__DO THIS__. Retype the section of the Steffen Patzold biography starting at "Steffen Patzold (born" and ending at "University of Tübingen.", keeping every word and mark identical.

__DOCUMENT EXTRACT__.
'''

- Born: 1 September 1972 (age 54) Hanover, Germany

Academic background
- Alma mater: University of Hamburg;
- Academic advisor: Hans-Werner Goetz

Academic work
- Discipline: History
- Sub-discipline: Medievalism
- Institutions: University of Tübingen;
- Main interests: The political and religious history of the Carolingian Empire

= Steffen Patzold =

German historian

Steffen Patzold (born 1 September 1972) is a German historian. Patzold is Professor of Medieval History at the University of Tübingen and specializes in the political and religious history of the Carolingian Empire.

==Biography==
Steffen Patzold was born in Hanover, Germany on 1 September 1972. Patzold studied history, art history and journalism at the University of Hamburg from 1991 to 1996, gaining his MA in history under the supervision of Hans-Werner Goetz. He gained his PhD in 1999. From 2000 to 2006, Patzold was the assistant of Goetz. He completed his habilitation at the University of Hamburg in 2006. Since 2007, Patzold has been Professor of Medieval History at the University of Tübingen.

'''

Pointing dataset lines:
'''

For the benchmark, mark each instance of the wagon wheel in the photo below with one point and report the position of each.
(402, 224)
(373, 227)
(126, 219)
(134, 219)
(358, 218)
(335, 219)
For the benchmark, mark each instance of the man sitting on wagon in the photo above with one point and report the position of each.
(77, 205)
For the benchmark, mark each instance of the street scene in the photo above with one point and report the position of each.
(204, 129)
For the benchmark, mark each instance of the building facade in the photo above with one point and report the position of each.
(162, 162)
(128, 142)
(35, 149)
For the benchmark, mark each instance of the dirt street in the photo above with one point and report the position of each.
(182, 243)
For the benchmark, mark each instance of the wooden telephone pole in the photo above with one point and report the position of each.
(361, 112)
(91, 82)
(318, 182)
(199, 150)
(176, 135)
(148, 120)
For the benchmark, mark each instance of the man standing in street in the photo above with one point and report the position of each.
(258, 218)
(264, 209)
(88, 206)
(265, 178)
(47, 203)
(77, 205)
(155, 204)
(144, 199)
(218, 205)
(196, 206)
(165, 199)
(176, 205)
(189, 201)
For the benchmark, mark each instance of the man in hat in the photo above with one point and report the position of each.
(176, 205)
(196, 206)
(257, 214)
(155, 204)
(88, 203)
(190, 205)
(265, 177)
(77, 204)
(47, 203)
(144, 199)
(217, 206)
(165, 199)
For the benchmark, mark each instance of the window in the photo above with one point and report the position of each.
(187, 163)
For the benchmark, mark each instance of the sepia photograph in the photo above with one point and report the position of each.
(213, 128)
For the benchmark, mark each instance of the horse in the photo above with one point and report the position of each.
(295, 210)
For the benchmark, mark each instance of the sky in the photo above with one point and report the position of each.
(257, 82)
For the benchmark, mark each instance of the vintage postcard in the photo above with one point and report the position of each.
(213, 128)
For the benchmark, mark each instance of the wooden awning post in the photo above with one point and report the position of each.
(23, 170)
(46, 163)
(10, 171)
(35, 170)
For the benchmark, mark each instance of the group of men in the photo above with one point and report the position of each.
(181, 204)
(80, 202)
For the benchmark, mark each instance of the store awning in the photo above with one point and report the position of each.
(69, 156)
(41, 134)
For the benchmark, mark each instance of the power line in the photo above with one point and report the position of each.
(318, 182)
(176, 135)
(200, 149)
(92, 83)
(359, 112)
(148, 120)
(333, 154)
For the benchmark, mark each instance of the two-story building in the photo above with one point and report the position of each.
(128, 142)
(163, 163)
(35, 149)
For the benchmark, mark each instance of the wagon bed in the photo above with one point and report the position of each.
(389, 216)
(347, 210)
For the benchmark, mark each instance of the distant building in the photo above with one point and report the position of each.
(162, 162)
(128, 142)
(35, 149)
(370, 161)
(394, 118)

'''

__FULL RESPONSE__.
Steffen Patzold (born 1 September 1972) is a German historian. Patzold is Professor of Medieval History at the University of Tübingen and specializes in the political and religious history of the Carolingian Empire.

==Biography==
Steffen Patzold was born in Hanover, Germany on 1 September 1972. Patzold studied history, art history and journalism at the University of Hamburg from 1991 to 1996, gaining his MA in history under the supervision of Hans-Werner Goetz. He gained his PhD in 1999. From 2000 to 2006, Patzold was the assistant of Goetz. He completed his habilitation at the University of Hamburg in 2006. Since 2007, Patzold has been Professor of Medieval History at the University of Tübingen.